Dataset rows on where objects appear:
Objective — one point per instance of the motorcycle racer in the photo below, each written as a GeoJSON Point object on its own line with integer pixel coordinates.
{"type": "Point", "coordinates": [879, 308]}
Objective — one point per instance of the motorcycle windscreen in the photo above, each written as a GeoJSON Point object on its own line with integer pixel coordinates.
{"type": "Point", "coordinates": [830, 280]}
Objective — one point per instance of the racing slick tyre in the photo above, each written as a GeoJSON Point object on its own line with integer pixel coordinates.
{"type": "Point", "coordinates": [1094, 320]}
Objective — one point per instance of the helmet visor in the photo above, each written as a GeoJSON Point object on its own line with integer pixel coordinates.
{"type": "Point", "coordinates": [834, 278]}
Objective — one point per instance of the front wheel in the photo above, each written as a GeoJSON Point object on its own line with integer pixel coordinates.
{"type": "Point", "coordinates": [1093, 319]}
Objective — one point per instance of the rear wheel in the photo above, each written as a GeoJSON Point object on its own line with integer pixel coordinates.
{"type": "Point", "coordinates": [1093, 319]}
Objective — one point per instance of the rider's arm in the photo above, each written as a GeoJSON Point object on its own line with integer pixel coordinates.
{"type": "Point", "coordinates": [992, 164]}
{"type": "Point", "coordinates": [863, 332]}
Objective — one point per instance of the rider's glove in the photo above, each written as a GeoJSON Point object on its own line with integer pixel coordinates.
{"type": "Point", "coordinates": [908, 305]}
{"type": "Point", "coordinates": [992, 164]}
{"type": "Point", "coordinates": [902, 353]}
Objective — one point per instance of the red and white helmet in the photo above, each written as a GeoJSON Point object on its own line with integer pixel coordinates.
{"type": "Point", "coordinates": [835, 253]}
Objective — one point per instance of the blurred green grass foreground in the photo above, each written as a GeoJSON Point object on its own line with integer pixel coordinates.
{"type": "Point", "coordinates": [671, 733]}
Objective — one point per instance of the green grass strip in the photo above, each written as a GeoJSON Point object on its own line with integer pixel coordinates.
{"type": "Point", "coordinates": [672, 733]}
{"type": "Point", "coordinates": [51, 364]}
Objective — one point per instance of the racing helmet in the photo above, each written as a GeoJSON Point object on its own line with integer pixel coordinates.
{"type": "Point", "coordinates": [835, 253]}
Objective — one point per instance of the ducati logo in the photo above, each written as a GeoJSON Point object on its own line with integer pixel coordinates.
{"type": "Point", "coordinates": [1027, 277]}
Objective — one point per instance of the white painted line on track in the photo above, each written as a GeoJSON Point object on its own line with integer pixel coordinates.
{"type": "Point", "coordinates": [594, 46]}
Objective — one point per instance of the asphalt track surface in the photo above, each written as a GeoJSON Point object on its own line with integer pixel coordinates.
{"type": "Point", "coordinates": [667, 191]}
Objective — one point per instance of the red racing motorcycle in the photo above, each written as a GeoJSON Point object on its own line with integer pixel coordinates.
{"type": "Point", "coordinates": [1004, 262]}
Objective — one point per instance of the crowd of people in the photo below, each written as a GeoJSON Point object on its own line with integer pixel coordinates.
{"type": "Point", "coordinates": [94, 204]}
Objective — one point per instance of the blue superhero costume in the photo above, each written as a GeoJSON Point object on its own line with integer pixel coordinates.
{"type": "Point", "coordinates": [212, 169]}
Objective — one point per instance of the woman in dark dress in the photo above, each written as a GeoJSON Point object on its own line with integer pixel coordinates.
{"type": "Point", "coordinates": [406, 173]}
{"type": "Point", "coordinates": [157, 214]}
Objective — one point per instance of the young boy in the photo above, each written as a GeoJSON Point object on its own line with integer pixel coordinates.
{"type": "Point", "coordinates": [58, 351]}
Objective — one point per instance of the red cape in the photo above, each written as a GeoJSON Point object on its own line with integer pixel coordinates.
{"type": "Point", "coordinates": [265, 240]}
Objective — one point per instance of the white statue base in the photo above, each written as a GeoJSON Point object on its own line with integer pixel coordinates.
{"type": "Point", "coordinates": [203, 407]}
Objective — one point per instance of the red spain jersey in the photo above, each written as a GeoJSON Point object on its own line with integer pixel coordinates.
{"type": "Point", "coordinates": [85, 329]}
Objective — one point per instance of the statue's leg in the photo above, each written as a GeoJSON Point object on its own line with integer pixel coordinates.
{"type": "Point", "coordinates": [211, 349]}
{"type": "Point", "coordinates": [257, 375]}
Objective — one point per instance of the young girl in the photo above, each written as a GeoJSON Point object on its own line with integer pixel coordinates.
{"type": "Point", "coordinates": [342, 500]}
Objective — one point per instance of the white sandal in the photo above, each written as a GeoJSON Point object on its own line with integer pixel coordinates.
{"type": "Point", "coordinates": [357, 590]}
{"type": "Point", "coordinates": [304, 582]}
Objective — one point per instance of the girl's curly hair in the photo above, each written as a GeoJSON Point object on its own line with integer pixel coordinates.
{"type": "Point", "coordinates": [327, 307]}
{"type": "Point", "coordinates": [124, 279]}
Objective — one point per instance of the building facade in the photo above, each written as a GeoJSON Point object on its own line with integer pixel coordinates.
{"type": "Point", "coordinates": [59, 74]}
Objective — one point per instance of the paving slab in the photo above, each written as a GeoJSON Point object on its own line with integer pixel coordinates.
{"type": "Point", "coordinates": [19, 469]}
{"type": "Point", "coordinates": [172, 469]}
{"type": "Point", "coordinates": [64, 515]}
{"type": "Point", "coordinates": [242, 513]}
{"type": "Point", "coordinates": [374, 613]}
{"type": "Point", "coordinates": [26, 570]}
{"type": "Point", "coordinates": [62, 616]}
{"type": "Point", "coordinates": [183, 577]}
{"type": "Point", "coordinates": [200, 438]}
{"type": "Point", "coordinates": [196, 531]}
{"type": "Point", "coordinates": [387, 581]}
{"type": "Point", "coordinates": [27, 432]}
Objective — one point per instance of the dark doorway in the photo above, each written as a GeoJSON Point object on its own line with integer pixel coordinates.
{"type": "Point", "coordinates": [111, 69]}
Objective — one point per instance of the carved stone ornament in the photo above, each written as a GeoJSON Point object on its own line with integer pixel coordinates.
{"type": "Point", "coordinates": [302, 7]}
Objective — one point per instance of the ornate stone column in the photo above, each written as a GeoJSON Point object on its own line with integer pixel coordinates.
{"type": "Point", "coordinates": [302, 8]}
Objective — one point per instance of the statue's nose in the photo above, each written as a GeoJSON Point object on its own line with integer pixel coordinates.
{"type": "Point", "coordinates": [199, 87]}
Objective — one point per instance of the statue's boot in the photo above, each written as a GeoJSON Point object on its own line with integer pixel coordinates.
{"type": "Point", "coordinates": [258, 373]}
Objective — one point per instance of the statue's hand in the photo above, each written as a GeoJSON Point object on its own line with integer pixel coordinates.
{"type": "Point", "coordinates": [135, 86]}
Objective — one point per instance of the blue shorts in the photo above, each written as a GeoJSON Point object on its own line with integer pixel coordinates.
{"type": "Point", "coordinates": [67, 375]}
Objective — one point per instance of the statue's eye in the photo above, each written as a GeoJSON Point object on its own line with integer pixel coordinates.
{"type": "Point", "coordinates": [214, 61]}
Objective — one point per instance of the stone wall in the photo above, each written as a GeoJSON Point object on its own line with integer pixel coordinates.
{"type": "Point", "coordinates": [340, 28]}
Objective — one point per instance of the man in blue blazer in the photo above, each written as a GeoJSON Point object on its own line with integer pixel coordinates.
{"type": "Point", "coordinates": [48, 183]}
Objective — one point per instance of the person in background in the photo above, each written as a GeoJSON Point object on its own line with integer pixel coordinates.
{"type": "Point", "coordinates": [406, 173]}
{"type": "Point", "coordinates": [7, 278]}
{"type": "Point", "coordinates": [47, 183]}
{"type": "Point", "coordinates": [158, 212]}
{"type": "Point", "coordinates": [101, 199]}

## STATED EXERCISE
Copy out all the entries shown above, character for character.

## COMPLETE OUTPUT
Objective — one point per instance of the motorcycle racer in the photo below, each written as a GeoJSON Point object on its own line with integer pixel coordinates.
{"type": "Point", "coordinates": [879, 308]}
Objective — one point per instance of the motorcycle windscreen in the photo above, each written as a GeoJSON Point object on its own line with integer pixel coordinates.
{"type": "Point", "coordinates": [830, 280]}
Objective — one point per instance of the racing slick tyre in the photo above, each written as a GeoJSON Point object on its own line with integer pixel coordinates.
{"type": "Point", "coordinates": [1094, 320]}
Objective — one point per instance of the helmet visor in the photo above, each written as a GeoJSON Point object on its own line with integer pixel coordinates.
{"type": "Point", "coordinates": [834, 278]}
Objective — one point per instance of the front wheel in the photo above, each written as a GeoJSON Point object on its own line with integer pixel coordinates.
{"type": "Point", "coordinates": [1093, 319]}
Objective — one point per instance of the rear wheel in the photo above, each written as a GeoJSON Point object on its own line with integer pixel coordinates.
{"type": "Point", "coordinates": [1093, 319]}
Objective — one point per instance of the rider's arm in the photo above, each written as a GeoJSON Point object on its own line with integer pixel coordinates.
{"type": "Point", "coordinates": [992, 164]}
{"type": "Point", "coordinates": [863, 332]}
Objective — one point per instance of the rider's glove in the photo above, each written as a GeoJSON Point object on its own line with integer pixel coordinates.
{"type": "Point", "coordinates": [908, 305]}
{"type": "Point", "coordinates": [992, 164]}
{"type": "Point", "coordinates": [902, 353]}
Objective — one point per instance of the red and white helmet in the photo above, each written as a GeoJSON Point object on its own line with integer pixel coordinates.
{"type": "Point", "coordinates": [835, 253]}
Objective — one point per instance of the blurred green grass foreground in the photo above, each written as a GeoJSON Point object on its own line with integer pixel coordinates.
{"type": "Point", "coordinates": [671, 733]}
Objective — one point per instance of the green grass strip in the photo above, each written as a GeoJSON Point object on its own line with integer pixel coordinates.
{"type": "Point", "coordinates": [672, 733]}
{"type": "Point", "coordinates": [51, 364]}
Objective — one point per instance of the racing helmet in the photo above, each written as a GeoJSON Point object on its own line with integer pixel coordinates.
{"type": "Point", "coordinates": [835, 253]}
Objective — one point per instance of the ducati logo in the photo above, each written as a GeoJSON Point object on its own line with integer pixel coordinates.
{"type": "Point", "coordinates": [1027, 277]}
Objective — one point per instance of the white painted line on track in the photo above, each written as a GeoJSON Point object on its own line with integer pixel coordinates.
{"type": "Point", "coordinates": [594, 46]}
Objective — one point per instance of the asphalt track surface in the photo above, each written as a GeoJSON Point object on its own line with integer pixel coordinates.
{"type": "Point", "coordinates": [667, 191]}
Objective — one point per instance of the red racing motorcycle in the photo above, each written as a GeoJSON Point object on its own line with integer pixel coordinates.
{"type": "Point", "coordinates": [1004, 262]}
Objective — one point per instance of the crowd of people in the photo below, each written as a GeoJSON Point object on its own line with integer pixel coordinates.
{"type": "Point", "coordinates": [94, 204]}
Objective — one point per instance of the blue superhero costume in the photo above, each written as a GeoJSON Point object on its own line with integer pixel coordinates.
{"type": "Point", "coordinates": [212, 169]}
Objective — one point per instance of the woman in dark dress in the photo above, each written as a GeoJSON Point object on its own line with integer pixel coordinates.
{"type": "Point", "coordinates": [406, 173]}
{"type": "Point", "coordinates": [157, 214]}
Objective — one point per instance of the young boy in the photo above, each written as a GeoJSON Point object on its own line with integer pixel coordinates.
{"type": "Point", "coordinates": [58, 351]}
Objective — one point per instance of the red cape in the photo above, each written as a GeoJSON Point object on its own line with integer pixel coordinates.
{"type": "Point", "coordinates": [265, 240]}
Objective — one point per instance of the white statue base in the photo above, each written as a GeoJSON Point object on its own line with integer pixel coordinates.
{"type": "Point", "coordinates": [203, 407]}
Objective — one point per instance of the red spain jersey in the photo above, each written as a GeoJSON Point object on its own line with integer pixel coordinates.
{"type": "Point", "coordinates": [85, 329]}
Objective — one point per instance of the statue's leg in the photo above, each written as a GeoJSON Point object on its own line with integer pixel coordinates.
{"type": "Point", "coordinates": [211, 349]}
{"type": "Point", "coordinates": [257, 375]}
Objective — one point per instance of the young girl in the photo above, each written as a GeoJSON Point object on its own line with integer pixel coordinates.
{"type": "Point", "coordinates": [342, 500]}
Objective — one point per instance of the white sandal in the photo above, each written as a GeoJSON Point object on its own line with integer pixel coordinates.
{"type": "Point", "coordinates": [357, 590]}
{"type": "Point", "coordinates": [304, 582]}
Objective — one point per instance of the girl's curly hair in the photo above, each written as a GeoJSON Point object on its own line with integer pixel coordinates.
{"type": "Point", "coordinates": [327, 307]}
{"type": "Point", "coordinates": [124, 279]}
Objective — one point per instance of the building facade in the photo above, each written as a GeoJSON Point object on its own line with integer pixel coordinates.
{"type": "Point", "coordinates": [59, 74]}
Objective — one point per instance of the paving slab in the photo above, each written as a GeoJSON Point object on its own line with integer pixel coordinates.
{"type": "Point", "coordinates": [19, 469]}
{"type": "Point", "coordinates": [172, 469]}
{"type": "Point", "coordinates": [64, 515]}
{"type": "Point", "coordinates": [242, 513]}
{"type": "Point", "coordinates": [374, 613]}
{"type": "Point", "coordinates": [26, 570]}
{"type": "Point", "coordinates": [62, 616]}
{"type": "Point", "coordinates": [183, 577]}
{"type": "Point", "coordinates": [200, 438]}
{"type": "Point", "coordinates": [196, 531]}
{"type": "Point", "coordinates": [387, 581]}
{"type": "Point", "coordinates": [27, 432]}
Objective — one point per instance of the dark doorway in the photo above, each written as a GeoJSON Point object on its own line with integer pixel coordinates.
{"type": "Point", "coordinates": [111, 69]}
Objective — one point per instance of the carved stone ornament in the photo above, each written as a GeoJSON Point object on its own line with integer pixel coordinates.
{"type": "Point", "coordinates": [302, 7]}
Objective — one point per instance of the ornate stone column in the photo above, each written as a GeoJSON Point object on its own line with integer pixel coordinates.
{"type": "Point", "coordinates": [302, 8]}
Objective — one point per instance of the statue's nose in the photo above, each written as a GeoJSON Point object on its own line with integer pixel coordinates.
{"type": "Point", "coordinates": [199, 87]}
Objective — one point per instance of the statue's boot in the photo above, each written as a GeoJSON Point object on its own line with integer pixel coordinates.
{"type": "Point", "coordinates": [258, 373]}
Objective — one point per instance of the statue's hand in the photo above, each written as a GeoJSON Point object on its own line with integer pixel coordinates.
{"type": "Point", "coordinates": [135, 86]}
Objective — one point per instance of the blue shorts in the photo above, each written as a GeoJSON Point object on its own line with integer pixel coordinates.
{"type": "Point", "coordinates": [67, 375]}
Objective — one point per instance of the statue's eye in the photo above, each written as a GeoJSON Point object on its own line with integer pixel coordinates.
{"type": "Point", "coordinates": [214, 61]}
Objective — one point per instance of the stone wall in the photo above, each written as a GeoJSON Point object on its own line with integer pixel coordinates.
{"type": "Point", "coordinates": [340, 28]}
Objective — one point per instance of the man in blue blazer in the photo above, each written as a GeoJSON Point object on its own line with integer pixel coordinates.
{"type": "Point", "coordinates": [48, 183]}
Objective — one point per instance of the person in background in the photo above, each written as a GeoJSON Point object on its own line with integer pixel coordinates.
{"type": "Point", "coordinates": [406, 173]}
{"type": "Point", "coordinates": [7, 278]}
{"type": "Point", "coordinates": [47, 183]}
{"type": "Point", "coordinates": [158, 212]}
{"type": "Point", "coordinates": [101, 199]}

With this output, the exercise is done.